What you need to do
Carry over the records from their start through the line containing "125 216 L 135", including that line. Add 93 to every number in the answer outlines, including the viewBox values, and leave the numbers in the requests and their format samples unchanged.
___ Information shown ___
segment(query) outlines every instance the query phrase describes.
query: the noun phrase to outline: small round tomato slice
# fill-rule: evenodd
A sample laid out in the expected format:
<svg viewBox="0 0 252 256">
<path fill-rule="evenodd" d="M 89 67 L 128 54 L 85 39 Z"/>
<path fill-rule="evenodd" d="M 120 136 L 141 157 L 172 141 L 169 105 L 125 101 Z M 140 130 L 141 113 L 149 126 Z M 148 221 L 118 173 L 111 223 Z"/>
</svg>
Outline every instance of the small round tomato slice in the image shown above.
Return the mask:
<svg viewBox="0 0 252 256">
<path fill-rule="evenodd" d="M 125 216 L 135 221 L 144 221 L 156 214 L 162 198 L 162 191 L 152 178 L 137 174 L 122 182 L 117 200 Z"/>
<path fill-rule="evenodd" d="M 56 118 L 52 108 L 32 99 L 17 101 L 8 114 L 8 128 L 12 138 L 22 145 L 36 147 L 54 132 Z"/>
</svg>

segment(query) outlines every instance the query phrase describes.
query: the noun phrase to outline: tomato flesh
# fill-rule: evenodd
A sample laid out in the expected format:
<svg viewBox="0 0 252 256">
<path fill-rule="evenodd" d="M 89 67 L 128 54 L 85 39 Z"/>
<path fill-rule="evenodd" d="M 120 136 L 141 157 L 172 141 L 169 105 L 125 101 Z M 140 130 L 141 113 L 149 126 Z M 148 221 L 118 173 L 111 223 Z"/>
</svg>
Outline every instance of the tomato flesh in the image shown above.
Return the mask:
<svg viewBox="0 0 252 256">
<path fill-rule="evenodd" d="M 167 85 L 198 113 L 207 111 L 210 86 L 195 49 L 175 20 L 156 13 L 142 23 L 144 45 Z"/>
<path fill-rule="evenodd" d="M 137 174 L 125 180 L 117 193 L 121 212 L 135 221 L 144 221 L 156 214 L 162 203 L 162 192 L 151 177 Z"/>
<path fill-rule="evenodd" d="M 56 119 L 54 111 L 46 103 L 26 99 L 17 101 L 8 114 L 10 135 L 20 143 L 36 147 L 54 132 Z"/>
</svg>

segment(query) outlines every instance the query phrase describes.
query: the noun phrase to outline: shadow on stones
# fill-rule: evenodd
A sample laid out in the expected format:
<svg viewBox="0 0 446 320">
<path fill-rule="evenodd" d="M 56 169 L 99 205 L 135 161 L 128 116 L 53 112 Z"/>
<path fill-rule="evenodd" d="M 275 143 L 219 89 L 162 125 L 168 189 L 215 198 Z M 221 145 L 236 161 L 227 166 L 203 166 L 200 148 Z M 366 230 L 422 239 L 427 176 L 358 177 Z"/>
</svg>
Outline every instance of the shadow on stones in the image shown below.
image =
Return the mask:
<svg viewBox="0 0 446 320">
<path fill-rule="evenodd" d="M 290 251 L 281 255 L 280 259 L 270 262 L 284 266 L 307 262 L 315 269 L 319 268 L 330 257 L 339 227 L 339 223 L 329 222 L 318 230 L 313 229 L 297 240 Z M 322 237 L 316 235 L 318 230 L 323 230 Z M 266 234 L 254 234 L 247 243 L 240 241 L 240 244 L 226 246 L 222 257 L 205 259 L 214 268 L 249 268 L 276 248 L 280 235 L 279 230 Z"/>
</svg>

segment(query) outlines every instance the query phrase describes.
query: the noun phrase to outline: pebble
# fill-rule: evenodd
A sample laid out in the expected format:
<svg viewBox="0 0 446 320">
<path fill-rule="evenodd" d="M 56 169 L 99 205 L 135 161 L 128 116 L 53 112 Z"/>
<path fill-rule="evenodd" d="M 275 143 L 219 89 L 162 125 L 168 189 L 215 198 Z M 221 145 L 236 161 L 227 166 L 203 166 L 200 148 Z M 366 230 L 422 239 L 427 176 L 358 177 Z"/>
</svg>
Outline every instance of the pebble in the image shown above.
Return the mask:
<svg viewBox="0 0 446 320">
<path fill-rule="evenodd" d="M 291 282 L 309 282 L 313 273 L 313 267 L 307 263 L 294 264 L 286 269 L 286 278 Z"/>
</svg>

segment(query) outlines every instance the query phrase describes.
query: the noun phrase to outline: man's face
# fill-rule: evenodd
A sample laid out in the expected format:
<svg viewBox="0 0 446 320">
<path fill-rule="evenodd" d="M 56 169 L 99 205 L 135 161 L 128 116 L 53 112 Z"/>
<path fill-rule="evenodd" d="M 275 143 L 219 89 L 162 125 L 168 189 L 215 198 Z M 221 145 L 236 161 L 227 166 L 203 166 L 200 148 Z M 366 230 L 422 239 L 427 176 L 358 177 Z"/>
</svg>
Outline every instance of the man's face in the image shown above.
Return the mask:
___
Solution to this exercise
segment(query) outlines every instance the query phrase describes.
query: the noun phrase to outline: small round tomato slice
# fill-rule: evenodd
A sample laid out in the expected format:
<svg viewBox="0 0 252 256">
<path fill-rule="evenodd" d="M 89 67 L 128 54 L 85 39 Z"/>
<path fill-rule="evenodd" d="M 120 136 L 141 157 L 172 141 L 169 105 L 125 101 Z M 140 130 L 141 113 L 149 126 Z M 148 221 L 118 173 L 111 223 Z"/>
</svg>
Outline every instance of the small round tomato slice in the image shown above.
Return the mask:
<svg viewBox="93 93 345 349">
<path fill-rule="evenodd" d="M 218 309 L 228 314 L 237 314 L 249 307 L 255 291 L 255 284 L 245 271 L 230 267 L 215 275 L 210 293 Z"/>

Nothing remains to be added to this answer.